___ Record set ___
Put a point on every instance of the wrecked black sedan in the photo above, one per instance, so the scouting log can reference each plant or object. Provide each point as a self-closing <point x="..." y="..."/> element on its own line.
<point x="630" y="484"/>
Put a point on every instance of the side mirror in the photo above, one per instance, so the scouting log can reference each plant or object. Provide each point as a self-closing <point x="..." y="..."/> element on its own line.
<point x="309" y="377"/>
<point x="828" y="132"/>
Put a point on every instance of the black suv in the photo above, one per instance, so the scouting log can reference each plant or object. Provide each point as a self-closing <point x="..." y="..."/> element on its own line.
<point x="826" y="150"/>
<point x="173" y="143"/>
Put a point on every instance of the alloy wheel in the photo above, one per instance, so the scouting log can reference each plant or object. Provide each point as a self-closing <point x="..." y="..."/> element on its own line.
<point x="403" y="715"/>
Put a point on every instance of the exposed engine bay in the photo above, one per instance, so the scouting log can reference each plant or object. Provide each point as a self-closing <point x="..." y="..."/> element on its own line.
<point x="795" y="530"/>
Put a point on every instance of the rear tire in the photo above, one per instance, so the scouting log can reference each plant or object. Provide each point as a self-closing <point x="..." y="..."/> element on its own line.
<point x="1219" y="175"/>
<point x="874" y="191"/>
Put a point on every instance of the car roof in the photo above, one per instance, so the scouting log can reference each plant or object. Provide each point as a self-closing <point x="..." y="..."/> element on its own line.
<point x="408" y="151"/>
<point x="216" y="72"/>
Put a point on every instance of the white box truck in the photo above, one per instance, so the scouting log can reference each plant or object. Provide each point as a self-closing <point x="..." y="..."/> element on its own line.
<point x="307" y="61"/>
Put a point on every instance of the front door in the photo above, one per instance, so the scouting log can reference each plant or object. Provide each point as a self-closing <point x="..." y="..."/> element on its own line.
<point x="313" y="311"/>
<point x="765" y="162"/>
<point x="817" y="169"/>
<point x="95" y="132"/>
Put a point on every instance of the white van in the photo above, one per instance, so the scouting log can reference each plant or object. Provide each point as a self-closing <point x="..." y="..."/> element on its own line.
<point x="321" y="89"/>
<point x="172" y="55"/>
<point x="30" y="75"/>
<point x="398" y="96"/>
___
- Your goal -
Could you repeat every record above exactly as it stands?

- Task result -
Put a point on every instance of the wrecked black sedan in the photo above, one per instance, so the scouting log can reference each plant or object. Provide each point as a self-closing <point x="..." y="..."/> element on its own line.
<point x="630" y="484"/>
Put a point on every instance of the side mirror in the photo above, one per instance, so the scouting log can reference each plant or object. Provide each point as a self-closing <point x="..." y="..."/> element on its own line.
<point x="309" y="377"/>
<point x="828" y="132"/>
Put a point on every instance of the black suv in the photo above, one per instance, so the scouting log can reference each plant or object. Provide each point as a self-closing <point x="..." y="..."/> element on its own line.
<point x="826" y="150"/>
<point x="173" y="143"/>
Put a point on every instance of the alloy wheel in the photo above, one per instance, so the scouting log can reference each plant or object. Provide each point as a self-closing <point x="..." y="..."/> element on its own line.
<point x="403" y="715"/>
Put a point on every instance of the exposed engine bay in the photo above, one per instance, so the scouting log can reference each plant or object. Provide each point as a self-closing <point x="..." y="..."/> element on its own line.
<point x="795" y="530"/>
Put a point on every instance of the rear tire in the photo above, one per instance, so the scouting log can reference each plant or object. Provide each point as a self-closing <point x="..." y="..."/> element on its own line.
<point x="1219" y="175"/>
<point x="874" y="191"/>
Put a point on every instance of the car roof in the photo above, one per instance, so the scouting log can reference each plant or object. Provide each point as a self-closing <point x="..." y="..."/> element on its own line.
<point x="408" y="151"/>
<point x="216" y="72"/>
Put a point on every instance of the white box truck in the photo above, one per instance, so the scouting log can reference each plant or object. Provide each point as a self-closing <point x="..." y="..."/> element on its own line.
<point x="307" y="61"/>
Put a point on every instance of the front door in the photo above, one per instance, so the scouting log can reference each plant or object. Provide each point as a self-closing <point x="..." y="..."/> element on its own line.
<point x="313" y="311"/>
<point x="765" y="162"/>
<point x="817" y="169"/>
<point x="95" y="132"/>
Put a point on every instance of the white van in the photo above, one per instance, so the scouting log can reference each plant or object. Provide each point as a self-closing <point x="..." y="..."/> element on its own line.
<point x="321" y="89"/>
<point x="172" y="55"/>
<point x="30" y="75"/>
<point x="398" y="96"/>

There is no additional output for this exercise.